[GIVEN TEXT]
Seven members of the Maryland Racing Commission huddled around a television yesterday, studying tapes of Barbaro's fateful missteps in the 2006 Preakness. For 30 minutes, they examined the stumble from three camera angles in hopes of finding a cause or a reason that Barbaro, the Kentucky Derby winner, suffered a broken leg during the May 20 race.
Frame by frame, the commissioners inspected the films. Their conclusion?
"We agreed unanimously that the evidence is inconclusive," said chairman John P. McDaniel.
"We found no untoward action taken by any jockey or horse to cause Barbaro to have a broken right hind leg."
Though tapes of the horse's moment of injury were partially veiled by shadows on the track, the commission blamed the colt's injury on "bad racing luck," McDaniel said.
"I watched [the tapes] every which way but Sunday, and I just can't tell," commissioner John Franzone said. "Something catastrophic happened to Barbaro right out of the starting gate.
"It's possible the horse could have been clipped on the heels, but could we see it? No."
Members gathered to watch the films in the Ruffian Room at Laurel Park. The room pays homage to the champion filly who broke down during a match race in 1975 and had to be euthanized.
Barbaro continues to fight for his life, recovering from an infection and adjusting to a sixth new cast at the University of Pennsylvania's New Bolton Center.
His injury has been fodder for "a number of conspiracy theories, everything from someone [messing] with the horse the night before the Preakness to someone tampering with the starting gate," McDaniel said.
The horse was even rumored to be the target of a terrorist plot, said J. Michael Hopkins, executive director of the commission.
"I received a dozen calls from people who said that al-Qaida was responsible," Hopkins said.

[EXERCISE INSTRUCTIONS] Rewrite the part of the Barbaro article starting at "Members gathered to" and ending at "New Bolton Center.", changing "sixth" to "seventh".

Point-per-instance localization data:
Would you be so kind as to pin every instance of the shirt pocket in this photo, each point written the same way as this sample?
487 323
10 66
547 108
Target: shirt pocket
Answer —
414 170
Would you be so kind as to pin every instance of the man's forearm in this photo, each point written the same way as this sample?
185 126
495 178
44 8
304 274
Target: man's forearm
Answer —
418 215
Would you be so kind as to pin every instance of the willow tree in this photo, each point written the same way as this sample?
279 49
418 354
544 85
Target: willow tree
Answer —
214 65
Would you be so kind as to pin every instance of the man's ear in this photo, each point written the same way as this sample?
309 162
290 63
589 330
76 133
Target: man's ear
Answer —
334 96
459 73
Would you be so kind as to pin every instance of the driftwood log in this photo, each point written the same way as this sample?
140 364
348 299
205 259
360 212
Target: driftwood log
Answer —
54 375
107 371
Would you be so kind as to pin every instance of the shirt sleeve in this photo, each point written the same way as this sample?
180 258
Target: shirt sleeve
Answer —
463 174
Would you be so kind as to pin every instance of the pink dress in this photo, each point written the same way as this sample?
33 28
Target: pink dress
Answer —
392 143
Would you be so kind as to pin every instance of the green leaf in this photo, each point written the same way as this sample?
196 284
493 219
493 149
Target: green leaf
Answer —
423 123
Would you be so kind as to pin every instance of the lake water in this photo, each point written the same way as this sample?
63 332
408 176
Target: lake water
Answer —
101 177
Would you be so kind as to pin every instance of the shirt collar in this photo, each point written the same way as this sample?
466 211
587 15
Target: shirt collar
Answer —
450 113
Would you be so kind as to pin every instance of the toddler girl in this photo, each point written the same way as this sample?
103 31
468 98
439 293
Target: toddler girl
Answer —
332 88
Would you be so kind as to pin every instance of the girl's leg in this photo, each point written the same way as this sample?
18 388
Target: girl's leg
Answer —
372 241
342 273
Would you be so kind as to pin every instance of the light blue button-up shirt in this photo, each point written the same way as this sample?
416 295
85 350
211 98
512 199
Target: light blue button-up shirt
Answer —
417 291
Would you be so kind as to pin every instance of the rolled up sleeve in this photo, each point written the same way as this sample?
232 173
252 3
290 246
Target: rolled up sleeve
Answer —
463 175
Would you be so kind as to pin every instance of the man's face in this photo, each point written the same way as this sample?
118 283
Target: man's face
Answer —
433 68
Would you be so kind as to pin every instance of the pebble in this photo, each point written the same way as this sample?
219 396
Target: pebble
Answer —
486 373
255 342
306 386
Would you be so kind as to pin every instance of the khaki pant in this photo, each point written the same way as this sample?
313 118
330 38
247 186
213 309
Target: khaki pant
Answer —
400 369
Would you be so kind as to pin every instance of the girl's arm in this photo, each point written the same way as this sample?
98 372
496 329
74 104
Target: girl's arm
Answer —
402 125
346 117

[RESULT]
Members gathered to watch the films in the Ruffian Room at Laurel Park. The room pays homage to the champion filly who broke down during a match race in 1975 and had to be euthanized.
Barbaro continues to fight for his life, recovering from an infection and adjusting to a seventh new cast at the University of Pennsylvania's New Bolton Center.